*Page excerpt*
Sarah Abdulwahhab, 10, lives in the encampment’s next tent. Her father was killed by a scud missile. She could not remember his name any more, she said. There is a sense of shock that, despite the games being played outside, runs through the settlement.
Ahmed Mohammed, 7. In some ways the most startling feature of the camp is that almost two years after it was established there is nothing for anyone, including the children, to do, except to wait more in hope than expectation for the war to end. No classes have been established, there are no toys, no games, not even anywhere to play football safely. Ahmed Mohammed was playing with one of the few ‘toys’ available—the leftover casing of a heavy machine-gun bullet.

*Goal of the exercise*
Revise the passage about children in the camp, rewriting everything from "Sarah Abdulwahhab, 10, lives" down to "through the settlement." with "settlement" changed to "camp". The material that comes next has no connection to the text.

*Available data*

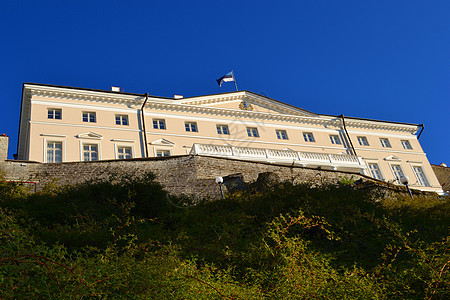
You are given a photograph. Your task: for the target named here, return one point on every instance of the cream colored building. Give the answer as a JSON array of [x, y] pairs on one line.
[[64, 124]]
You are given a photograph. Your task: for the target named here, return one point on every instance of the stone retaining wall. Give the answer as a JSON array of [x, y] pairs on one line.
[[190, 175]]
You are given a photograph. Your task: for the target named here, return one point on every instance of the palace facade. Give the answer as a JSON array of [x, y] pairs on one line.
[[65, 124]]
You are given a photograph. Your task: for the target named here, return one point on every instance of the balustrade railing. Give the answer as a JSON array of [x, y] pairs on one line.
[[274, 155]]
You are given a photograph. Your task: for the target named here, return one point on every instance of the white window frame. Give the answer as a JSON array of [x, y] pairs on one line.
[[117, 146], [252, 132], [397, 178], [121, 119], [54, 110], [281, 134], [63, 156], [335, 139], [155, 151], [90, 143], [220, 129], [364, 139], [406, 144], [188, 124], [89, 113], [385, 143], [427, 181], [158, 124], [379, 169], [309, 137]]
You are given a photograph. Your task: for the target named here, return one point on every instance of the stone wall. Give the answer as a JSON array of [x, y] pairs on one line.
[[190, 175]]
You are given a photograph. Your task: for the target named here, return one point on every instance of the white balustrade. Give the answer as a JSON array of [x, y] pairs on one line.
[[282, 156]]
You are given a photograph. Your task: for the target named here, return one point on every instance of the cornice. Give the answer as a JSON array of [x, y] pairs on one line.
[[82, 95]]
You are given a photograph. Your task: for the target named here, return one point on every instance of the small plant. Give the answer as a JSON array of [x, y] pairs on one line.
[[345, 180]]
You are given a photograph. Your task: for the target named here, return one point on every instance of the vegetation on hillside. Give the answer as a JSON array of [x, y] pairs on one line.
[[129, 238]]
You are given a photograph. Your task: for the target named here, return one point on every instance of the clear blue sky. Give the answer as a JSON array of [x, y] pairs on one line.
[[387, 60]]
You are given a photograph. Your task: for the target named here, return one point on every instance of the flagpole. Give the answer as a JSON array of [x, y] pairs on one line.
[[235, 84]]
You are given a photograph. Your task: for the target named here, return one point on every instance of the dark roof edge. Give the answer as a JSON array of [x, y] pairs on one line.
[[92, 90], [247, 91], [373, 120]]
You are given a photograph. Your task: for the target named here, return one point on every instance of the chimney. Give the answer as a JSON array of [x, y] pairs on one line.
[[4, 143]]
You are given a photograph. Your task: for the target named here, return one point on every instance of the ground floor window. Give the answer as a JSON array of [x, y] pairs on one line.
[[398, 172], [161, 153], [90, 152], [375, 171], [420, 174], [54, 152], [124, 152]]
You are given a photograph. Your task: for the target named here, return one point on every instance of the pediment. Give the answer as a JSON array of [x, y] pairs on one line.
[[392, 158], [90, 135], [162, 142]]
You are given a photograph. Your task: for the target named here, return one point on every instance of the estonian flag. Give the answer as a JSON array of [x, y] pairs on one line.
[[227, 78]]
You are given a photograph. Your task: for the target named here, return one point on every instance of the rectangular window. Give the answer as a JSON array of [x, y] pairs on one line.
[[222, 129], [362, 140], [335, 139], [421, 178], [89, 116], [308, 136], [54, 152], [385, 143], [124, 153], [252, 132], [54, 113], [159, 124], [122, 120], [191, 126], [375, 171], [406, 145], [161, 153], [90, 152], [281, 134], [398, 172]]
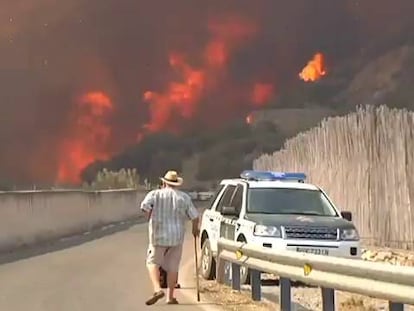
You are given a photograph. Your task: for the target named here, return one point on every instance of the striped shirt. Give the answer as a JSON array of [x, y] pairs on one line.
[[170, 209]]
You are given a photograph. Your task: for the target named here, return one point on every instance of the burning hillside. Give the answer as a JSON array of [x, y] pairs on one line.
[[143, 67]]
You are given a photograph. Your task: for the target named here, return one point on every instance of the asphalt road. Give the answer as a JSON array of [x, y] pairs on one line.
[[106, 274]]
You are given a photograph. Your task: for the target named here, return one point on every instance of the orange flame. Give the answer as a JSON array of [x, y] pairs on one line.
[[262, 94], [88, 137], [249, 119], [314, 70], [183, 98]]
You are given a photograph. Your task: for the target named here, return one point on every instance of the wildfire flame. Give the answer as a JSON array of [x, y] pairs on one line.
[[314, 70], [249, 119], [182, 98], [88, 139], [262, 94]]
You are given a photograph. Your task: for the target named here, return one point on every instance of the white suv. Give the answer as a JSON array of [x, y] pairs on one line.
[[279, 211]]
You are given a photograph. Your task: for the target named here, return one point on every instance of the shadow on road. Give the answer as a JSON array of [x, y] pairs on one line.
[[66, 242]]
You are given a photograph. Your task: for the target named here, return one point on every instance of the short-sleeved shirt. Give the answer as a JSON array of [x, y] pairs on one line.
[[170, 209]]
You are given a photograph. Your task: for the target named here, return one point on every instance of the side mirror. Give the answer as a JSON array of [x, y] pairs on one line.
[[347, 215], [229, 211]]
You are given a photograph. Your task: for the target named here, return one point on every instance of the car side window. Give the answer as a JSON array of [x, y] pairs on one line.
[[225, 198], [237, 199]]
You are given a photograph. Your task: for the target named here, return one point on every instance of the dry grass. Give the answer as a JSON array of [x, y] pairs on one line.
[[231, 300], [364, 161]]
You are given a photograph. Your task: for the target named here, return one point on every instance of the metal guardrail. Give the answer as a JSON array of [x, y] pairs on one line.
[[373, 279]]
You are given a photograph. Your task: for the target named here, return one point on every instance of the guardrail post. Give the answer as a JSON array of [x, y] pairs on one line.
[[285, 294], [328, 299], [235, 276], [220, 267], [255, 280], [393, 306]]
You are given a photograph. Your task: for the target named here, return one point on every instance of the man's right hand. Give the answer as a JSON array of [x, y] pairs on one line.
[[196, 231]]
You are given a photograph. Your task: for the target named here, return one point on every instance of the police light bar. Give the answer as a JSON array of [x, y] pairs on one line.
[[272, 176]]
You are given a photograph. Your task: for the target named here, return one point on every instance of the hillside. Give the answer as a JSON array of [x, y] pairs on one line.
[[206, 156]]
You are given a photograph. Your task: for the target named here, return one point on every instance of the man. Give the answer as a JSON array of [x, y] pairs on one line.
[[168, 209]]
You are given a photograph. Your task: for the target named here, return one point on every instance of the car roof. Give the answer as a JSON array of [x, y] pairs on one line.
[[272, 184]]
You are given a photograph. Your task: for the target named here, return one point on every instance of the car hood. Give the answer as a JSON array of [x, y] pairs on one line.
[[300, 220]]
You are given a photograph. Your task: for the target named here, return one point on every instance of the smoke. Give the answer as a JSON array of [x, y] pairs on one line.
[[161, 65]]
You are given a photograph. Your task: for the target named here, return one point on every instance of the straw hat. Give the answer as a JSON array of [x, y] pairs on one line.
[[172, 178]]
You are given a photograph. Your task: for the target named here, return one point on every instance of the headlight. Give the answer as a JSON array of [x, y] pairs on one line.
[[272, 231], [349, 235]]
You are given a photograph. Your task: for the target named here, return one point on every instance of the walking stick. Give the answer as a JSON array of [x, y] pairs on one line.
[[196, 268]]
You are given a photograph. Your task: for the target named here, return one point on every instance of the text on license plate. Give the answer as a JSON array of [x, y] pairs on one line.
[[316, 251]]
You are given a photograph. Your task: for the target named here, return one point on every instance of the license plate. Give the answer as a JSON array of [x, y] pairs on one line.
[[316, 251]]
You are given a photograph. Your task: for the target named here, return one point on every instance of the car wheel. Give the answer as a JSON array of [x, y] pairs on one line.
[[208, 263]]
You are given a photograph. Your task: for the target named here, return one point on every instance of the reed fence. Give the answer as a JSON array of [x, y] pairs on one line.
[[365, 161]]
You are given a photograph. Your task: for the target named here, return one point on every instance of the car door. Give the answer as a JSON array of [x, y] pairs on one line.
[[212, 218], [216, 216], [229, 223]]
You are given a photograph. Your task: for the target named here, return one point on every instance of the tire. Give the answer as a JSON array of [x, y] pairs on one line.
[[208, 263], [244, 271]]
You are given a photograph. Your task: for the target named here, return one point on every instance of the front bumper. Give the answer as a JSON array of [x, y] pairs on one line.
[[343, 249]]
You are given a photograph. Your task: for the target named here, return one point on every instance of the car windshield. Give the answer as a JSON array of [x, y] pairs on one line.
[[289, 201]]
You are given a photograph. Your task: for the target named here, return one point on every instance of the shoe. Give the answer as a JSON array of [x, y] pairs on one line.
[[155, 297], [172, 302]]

* * *

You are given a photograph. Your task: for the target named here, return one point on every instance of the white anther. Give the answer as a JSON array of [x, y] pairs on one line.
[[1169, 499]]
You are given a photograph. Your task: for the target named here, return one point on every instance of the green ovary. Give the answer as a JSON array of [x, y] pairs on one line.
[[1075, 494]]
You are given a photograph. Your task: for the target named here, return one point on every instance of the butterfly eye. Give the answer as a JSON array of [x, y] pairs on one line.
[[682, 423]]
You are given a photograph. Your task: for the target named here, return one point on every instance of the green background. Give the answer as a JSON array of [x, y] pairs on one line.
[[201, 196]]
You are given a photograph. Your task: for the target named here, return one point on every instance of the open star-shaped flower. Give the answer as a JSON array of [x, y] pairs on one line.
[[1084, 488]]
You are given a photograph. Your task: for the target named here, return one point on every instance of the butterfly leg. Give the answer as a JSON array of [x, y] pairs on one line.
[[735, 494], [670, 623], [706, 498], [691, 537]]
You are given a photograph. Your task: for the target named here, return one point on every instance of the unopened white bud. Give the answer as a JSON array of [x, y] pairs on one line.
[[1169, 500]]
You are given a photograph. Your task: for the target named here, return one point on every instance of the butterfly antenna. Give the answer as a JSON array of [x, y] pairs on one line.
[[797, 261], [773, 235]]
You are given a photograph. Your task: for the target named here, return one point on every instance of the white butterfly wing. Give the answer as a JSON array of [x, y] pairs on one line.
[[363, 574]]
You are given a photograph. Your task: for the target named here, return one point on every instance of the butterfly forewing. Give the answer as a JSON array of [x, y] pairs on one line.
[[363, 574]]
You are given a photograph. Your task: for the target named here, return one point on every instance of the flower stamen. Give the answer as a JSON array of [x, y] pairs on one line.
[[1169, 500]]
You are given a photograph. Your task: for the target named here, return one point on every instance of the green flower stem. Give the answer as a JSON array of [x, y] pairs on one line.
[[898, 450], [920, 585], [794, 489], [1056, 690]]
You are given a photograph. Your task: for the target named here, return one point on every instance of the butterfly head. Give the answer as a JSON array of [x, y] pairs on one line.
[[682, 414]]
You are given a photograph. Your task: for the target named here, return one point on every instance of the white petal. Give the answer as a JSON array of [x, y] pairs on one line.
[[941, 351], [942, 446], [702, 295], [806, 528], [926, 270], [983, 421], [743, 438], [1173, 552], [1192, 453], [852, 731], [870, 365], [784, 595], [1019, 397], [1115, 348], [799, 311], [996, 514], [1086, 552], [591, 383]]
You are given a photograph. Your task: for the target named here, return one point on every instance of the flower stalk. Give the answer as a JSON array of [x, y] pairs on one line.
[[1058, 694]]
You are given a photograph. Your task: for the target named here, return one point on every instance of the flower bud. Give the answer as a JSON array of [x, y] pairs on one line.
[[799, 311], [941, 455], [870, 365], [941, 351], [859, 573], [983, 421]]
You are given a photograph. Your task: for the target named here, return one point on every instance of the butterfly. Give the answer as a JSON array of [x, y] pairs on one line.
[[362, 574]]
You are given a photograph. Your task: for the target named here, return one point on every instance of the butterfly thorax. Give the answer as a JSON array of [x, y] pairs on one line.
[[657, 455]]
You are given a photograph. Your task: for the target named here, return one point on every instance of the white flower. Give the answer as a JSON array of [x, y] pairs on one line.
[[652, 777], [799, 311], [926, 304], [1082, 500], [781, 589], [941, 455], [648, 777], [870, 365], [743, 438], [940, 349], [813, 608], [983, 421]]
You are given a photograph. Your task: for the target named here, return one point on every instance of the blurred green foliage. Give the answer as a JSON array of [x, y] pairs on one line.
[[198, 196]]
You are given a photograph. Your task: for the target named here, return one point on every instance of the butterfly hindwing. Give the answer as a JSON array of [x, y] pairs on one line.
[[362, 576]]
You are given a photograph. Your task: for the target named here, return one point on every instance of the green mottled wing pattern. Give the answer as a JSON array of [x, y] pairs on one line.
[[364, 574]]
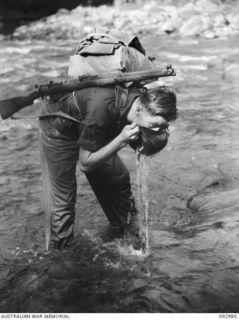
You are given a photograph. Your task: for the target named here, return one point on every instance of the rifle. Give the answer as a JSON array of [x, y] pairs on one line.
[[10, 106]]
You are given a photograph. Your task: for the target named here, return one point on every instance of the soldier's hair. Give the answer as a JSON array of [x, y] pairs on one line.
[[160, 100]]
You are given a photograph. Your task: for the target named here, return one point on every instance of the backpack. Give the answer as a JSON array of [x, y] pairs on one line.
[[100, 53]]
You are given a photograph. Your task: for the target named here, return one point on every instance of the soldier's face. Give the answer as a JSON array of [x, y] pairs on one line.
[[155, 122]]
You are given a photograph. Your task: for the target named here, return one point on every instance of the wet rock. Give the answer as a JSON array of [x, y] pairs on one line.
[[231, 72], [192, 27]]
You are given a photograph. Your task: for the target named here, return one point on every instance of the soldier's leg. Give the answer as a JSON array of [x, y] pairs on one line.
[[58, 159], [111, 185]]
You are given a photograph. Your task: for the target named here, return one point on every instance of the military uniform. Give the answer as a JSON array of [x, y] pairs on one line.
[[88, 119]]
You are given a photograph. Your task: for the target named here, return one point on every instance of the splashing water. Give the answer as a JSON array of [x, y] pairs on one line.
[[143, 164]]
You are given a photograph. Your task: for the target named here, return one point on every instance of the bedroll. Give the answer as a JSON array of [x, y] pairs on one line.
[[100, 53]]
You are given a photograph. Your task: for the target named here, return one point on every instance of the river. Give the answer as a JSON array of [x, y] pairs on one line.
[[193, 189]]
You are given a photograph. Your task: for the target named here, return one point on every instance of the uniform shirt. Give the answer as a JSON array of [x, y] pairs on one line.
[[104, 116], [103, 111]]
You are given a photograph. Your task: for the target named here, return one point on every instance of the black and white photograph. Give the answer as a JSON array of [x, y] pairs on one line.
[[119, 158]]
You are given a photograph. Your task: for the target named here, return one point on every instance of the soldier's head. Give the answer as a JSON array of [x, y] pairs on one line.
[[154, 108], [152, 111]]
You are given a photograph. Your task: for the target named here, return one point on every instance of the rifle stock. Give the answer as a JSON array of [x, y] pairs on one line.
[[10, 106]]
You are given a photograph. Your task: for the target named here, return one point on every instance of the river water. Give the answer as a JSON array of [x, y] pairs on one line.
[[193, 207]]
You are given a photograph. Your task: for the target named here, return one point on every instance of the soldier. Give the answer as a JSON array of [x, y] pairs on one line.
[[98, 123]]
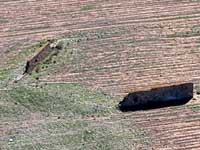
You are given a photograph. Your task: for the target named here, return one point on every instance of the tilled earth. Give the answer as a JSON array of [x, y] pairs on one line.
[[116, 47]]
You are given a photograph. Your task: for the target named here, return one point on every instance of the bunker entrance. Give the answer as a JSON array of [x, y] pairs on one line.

* * *

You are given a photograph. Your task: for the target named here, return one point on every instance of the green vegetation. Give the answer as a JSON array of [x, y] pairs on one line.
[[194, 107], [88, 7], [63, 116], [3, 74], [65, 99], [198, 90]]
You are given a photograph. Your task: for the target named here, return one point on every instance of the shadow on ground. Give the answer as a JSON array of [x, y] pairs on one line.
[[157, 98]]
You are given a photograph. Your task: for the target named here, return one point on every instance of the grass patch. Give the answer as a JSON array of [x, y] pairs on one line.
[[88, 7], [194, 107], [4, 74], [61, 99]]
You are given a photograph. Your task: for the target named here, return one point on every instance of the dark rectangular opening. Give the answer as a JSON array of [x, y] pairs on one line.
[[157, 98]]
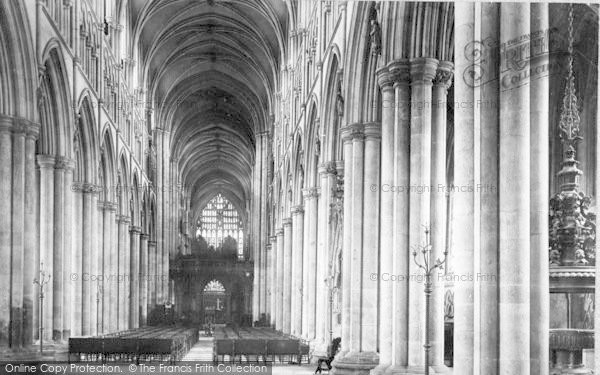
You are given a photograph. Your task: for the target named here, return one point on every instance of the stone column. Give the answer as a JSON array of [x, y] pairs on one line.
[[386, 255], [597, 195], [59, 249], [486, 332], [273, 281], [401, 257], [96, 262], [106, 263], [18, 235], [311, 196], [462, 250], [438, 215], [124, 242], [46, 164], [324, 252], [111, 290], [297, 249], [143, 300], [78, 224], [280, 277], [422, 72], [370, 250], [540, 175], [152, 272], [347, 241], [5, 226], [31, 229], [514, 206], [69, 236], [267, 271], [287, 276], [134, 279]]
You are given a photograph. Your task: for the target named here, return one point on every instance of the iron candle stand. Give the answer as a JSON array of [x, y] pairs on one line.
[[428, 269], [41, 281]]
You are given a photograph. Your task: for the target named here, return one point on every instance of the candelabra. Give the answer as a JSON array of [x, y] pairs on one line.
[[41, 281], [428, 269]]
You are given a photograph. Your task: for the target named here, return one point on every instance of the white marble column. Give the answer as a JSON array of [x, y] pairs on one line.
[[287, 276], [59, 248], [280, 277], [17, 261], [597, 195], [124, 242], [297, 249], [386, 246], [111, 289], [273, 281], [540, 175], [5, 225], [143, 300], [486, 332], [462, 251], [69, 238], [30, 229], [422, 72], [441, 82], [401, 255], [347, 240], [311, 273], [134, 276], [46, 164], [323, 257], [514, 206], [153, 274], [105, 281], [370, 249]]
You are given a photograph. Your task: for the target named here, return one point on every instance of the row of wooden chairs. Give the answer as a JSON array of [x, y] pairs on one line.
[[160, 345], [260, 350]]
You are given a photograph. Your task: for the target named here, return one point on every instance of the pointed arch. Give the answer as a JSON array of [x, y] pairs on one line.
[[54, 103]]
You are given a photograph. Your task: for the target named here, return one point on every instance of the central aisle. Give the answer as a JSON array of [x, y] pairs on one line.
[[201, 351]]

*Solution for this problem*
Sarah Abdulwahhab, 10, lives in the encampment’s next tent. Her father was killed by a scud missile. She could not remember his name any more, she said. There is a sense of shock that, despite the games being played outside, runs through the camp.